[TASK OBJECTIVE]
Copy the lines below word for word, from the very first line through the line with "[(42, 90), (150, 185)]", including both ends. Leave the pictures out of your copy.

[DATA TO PROCESS]
-- begin --

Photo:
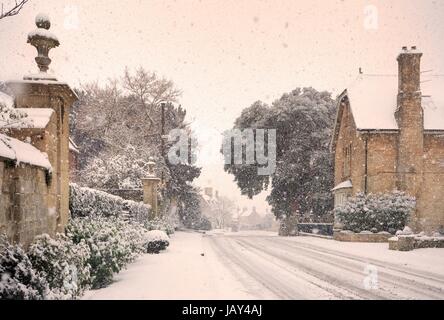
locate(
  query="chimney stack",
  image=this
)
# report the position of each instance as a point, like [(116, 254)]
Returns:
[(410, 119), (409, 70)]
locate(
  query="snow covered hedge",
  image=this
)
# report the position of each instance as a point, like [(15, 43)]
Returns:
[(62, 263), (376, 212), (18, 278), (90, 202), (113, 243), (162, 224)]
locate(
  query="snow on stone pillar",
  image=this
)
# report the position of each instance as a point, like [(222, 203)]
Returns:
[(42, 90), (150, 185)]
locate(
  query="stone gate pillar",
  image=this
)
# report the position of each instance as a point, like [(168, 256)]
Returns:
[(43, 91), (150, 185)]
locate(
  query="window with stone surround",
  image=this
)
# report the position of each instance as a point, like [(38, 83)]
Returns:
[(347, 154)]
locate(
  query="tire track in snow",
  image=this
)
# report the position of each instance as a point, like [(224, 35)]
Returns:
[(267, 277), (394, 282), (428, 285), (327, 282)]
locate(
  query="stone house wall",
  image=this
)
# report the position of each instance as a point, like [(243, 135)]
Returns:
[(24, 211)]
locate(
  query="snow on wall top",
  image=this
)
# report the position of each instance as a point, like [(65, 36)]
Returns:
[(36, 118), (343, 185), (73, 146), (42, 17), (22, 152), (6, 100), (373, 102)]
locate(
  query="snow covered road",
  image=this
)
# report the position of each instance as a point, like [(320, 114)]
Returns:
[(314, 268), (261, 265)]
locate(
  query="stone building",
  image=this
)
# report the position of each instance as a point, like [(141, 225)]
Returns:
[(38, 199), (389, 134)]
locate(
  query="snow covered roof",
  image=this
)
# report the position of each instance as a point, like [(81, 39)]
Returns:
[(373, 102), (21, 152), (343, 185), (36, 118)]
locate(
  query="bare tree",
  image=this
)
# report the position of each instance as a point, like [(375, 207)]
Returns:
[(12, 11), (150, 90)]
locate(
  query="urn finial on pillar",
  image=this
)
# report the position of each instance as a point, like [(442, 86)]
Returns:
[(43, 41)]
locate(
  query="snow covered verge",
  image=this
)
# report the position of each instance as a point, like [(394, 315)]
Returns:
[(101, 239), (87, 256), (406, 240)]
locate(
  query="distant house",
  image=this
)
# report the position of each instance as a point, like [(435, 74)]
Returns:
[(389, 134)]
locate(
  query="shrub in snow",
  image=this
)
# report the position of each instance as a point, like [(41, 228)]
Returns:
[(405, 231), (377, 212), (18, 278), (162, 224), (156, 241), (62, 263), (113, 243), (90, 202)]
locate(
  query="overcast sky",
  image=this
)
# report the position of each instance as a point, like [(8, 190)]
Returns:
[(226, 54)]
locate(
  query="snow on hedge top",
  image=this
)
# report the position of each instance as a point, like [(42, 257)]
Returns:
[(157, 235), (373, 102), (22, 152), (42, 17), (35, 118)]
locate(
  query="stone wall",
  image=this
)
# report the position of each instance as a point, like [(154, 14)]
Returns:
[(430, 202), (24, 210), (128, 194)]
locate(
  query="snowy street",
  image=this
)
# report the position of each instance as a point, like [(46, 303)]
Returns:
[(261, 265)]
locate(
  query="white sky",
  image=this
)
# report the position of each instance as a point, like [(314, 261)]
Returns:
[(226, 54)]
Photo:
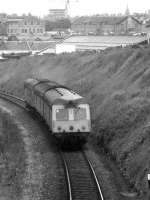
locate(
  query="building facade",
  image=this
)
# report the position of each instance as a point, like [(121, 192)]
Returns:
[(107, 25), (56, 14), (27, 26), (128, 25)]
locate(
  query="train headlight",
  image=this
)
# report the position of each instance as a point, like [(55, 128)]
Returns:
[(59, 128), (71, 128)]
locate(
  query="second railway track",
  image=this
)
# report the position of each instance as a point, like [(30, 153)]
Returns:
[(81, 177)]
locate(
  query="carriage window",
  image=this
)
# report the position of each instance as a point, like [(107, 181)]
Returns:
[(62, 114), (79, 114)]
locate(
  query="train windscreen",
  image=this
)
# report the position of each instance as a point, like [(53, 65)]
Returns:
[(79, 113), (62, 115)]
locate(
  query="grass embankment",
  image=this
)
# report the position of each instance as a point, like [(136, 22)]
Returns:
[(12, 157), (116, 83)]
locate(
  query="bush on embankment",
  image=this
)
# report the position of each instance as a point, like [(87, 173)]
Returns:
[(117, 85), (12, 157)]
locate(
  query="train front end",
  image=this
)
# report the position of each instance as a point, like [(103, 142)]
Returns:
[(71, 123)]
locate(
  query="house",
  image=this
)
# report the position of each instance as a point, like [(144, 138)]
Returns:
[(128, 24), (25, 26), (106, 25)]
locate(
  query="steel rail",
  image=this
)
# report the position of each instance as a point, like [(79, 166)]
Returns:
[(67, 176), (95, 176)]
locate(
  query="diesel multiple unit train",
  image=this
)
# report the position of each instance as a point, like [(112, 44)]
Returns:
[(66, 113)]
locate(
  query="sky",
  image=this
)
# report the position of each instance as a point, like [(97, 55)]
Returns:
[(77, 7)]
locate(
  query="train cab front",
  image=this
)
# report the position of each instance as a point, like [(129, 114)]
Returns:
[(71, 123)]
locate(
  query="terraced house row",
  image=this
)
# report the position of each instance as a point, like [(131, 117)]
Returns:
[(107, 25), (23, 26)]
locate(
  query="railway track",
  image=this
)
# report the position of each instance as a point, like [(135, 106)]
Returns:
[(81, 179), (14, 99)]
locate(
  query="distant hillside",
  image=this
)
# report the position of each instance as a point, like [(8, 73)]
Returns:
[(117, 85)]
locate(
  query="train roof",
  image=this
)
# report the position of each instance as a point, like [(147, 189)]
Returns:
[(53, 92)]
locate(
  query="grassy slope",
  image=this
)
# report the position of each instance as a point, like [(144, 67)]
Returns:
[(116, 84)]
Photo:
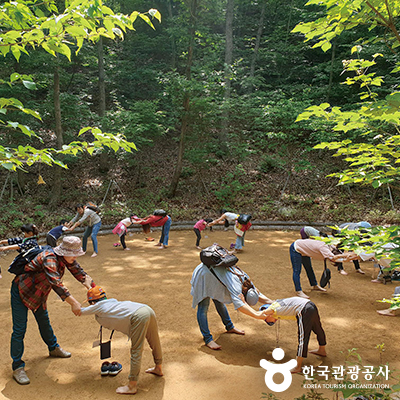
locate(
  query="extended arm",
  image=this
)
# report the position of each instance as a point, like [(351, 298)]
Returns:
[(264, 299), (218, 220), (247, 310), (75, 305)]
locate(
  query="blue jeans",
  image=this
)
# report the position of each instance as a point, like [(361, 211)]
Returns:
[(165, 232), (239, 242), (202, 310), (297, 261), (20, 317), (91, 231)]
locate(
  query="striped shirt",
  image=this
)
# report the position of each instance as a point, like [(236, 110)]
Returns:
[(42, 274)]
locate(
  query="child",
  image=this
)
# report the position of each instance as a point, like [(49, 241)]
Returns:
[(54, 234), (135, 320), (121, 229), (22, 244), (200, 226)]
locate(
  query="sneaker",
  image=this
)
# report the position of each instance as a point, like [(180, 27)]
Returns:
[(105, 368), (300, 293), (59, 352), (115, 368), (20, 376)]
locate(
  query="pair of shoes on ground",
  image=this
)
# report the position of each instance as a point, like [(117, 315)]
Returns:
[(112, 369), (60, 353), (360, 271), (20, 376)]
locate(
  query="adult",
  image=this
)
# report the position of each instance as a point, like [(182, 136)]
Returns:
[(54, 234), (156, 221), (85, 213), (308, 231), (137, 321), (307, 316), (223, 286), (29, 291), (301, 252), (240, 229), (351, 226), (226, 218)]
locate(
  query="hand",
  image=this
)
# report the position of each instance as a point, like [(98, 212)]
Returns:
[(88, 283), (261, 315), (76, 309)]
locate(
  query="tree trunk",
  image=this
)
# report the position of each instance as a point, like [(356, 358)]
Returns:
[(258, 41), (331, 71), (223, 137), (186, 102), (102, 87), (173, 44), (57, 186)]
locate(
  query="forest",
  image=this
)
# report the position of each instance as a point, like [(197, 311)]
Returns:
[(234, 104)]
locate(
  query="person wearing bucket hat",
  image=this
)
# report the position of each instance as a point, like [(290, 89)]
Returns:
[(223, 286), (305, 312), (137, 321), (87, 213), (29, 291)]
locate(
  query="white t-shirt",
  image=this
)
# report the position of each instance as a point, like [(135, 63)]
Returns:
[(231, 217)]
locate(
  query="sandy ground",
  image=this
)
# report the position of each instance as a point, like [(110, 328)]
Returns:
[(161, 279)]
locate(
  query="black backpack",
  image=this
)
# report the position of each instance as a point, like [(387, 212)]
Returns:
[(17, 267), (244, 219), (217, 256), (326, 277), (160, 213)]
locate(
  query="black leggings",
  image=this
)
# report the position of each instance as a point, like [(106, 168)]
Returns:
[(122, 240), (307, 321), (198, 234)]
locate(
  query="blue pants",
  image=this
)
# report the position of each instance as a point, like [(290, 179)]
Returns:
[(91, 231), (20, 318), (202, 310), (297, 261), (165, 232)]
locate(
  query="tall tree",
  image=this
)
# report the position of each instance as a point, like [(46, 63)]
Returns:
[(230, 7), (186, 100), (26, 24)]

-- end --

[EXPECTED OUTPUT]
Photo:
locate(
  query="chimney stack",
  image=this
)
# report the position of each instance as a point, like [(116, 254)]
Returns:
[(410, 119), (409, 70)]
locate(
  query="snow covered hedge",
  image=this
)
# report the position of each instance as a point, like [(15, 43)]
Returns:
[(62, 263), (376, 212), (18, 278), (90, 202), (113, 243), (162, 224)]
locate(
  query="snow on stone pillar",
  image=this
)
# report the position of each instance as a point, like [(222, 203)]
Returns:
[(42, 90), (150, 185)]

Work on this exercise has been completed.